## DIRECTION 1:
Write out, word for word, the part of the lawsuit disclosure below between "Lawsuits and claims" and "results of operations.", inclusive.

Lawsuits and claims arise in the normal course of business.  Management, after consultation with legal counsel, has recorded an estimate of the probable cost of settlement or other disposition of them.  The ultimate outcome of these matters cannot presently be determined.  Accordingly, the ultimate resolution of these matters could have a material adverse effect on NSP-Minnesota’s financial position and results of operations.

 

Environmental Litigation

 

Carbon Dioxide (CO2) Emissions Lawsuit — In 2004, the attorneys general of eight states and New York City, as well as several environmental groups, filed lawsuits in U. S. District Court in the Southern District of New York against five utilities, including Xcel Energy, the parent company of NSP-Minnesota, to force reductions in CO2 emissions.  The other utilities include American Electric Power Co., Southern Co., Cinergy Corp. and Tennessee Valley Authority.  The lawsuits allege that CO2 emitted by each company is a public nuisance.  The lawsuits do not demand monetary damages.  Instead, the lawsuits ask the court to order each utility to cap and reduce its CO2 emissions.  On Sept. 19, 2005, the court granted a motion to dismiss on constitutional grounds.  On appeal in September 2009, the U. S. Court of Appeals for the Second Circuit reversed the lower court decision.  Defendants anticipate filing a petition for review with the U. S. Supreme Court.

 

Comer vs. Xcel Energy Inc. et al. — In 2006, Xcel Energy, the parent company of NSP-Minnesota, received notice of a purported class action lawsuit filed in U. S. District Court in the Southern District of Mississippi.  The lawsuit names more than 45 oil, chemical and utility companies, including Xcel Energy, as defendants and alleges that defendants’ CO2 emissions “were a proximate and direct cause of the increase in the destructive capacity of Hurricane Katrina.”  Plaintiffs allege negligence and public and private nuisance and seek damages related to the loss resulting from the hurricane.  Xcel Energy believes this lawsuit is without merit and intends to vigorously defend itself against these claims.  In August 2007, the court dismissed the lawsuit in its entirety against all defendants on constitutional grounds.  Plaintiffs filed a notice of appeal to the U. S. Court of Appeals for the Fifth Circuit.  In October 2009, the U. S. Court of Appeals for the Fifth Circuit reversed the district court decision, in part, concluding that the plaintiffs pleaded sufficient facts to overcome the constitutional challenges that formed the basis for dismissal by the district court.  A subsequent petition by defendants, including Xcel Energy, for en banc review was granted.  On May 28, 2010, U. S. Court of Appeals for the Fifth Circuit ruled that it lacked an en banc quorum of nine active members to hear the case.  It dismissed the appeal, which resulted in the reinstatement of the district court’s opinion dismissing the case.

## DIRECTION 2:
Give again, unchanged, the rows below from the line containing "the foal in" through the last line of the rows, both ends included.

## INPUT FOR THIS TASK:
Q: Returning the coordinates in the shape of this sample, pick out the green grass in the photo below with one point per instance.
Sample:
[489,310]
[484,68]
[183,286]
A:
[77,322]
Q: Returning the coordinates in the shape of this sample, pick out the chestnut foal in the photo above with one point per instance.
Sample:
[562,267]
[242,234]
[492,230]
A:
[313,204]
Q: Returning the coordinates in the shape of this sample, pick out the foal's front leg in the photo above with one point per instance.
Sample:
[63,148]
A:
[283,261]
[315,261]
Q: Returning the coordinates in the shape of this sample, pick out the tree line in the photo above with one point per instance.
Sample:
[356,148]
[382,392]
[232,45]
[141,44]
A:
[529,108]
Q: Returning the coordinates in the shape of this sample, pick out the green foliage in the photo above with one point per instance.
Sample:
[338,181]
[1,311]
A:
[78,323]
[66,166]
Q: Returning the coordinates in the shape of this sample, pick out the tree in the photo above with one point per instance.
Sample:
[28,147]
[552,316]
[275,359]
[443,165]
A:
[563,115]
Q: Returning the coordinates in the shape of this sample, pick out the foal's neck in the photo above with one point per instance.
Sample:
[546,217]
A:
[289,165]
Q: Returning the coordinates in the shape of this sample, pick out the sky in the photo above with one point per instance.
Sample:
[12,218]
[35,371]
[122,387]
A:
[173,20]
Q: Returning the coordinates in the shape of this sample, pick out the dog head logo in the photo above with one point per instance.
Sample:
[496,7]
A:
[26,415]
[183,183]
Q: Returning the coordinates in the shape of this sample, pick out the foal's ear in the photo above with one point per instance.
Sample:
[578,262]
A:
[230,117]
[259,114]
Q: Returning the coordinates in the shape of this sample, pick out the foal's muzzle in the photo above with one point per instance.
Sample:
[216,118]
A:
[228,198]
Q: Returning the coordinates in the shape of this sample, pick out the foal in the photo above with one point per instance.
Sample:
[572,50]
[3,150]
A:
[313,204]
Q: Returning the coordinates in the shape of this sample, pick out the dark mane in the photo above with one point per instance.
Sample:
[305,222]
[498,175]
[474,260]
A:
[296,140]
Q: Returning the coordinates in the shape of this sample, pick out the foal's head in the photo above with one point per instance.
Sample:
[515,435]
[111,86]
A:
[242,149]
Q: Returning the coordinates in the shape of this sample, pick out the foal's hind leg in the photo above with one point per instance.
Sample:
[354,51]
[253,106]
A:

## WRITTEN RESPONSE 1:
Lawsuits and claims arise in the normal course of business.  Management, after consultation with legal counsel, has recorded an estimate of the probable cost of settlement or other disposition of them.  The ultimate outcome of these matters cannot presently be determined.  Accordingly, the ultimate resolution of these matters could have a material adverse effect on NSP-Minnesota’s financial position and results of operations.

## WRITTEN RESPONSE 2:
Q: Returning the coordinates in the shape of this sample, pick out the foal in the photo above with one point per instance.
Sample:
[572,50]
[3,150]
A:
[313,204]
Q: Returning the coordinates in the shape of this sample, pick out the dark mane in the photo above with one point per instance.
Sample:
[305,222]
[498,175]
[474,260]
A:
[296,140]
Q: Returning the coordinates in the shape of this sample, pick out the foal's head in the photo above with one point per instance.
Sample:
[515,435]
[111,86]
A:
[242,149]
Q: Returning the coordinates in the shape of this sample, pick out the foal's hind leg in the photo above with one point per instance.
Sample:
[354,51]
[253,106]
A:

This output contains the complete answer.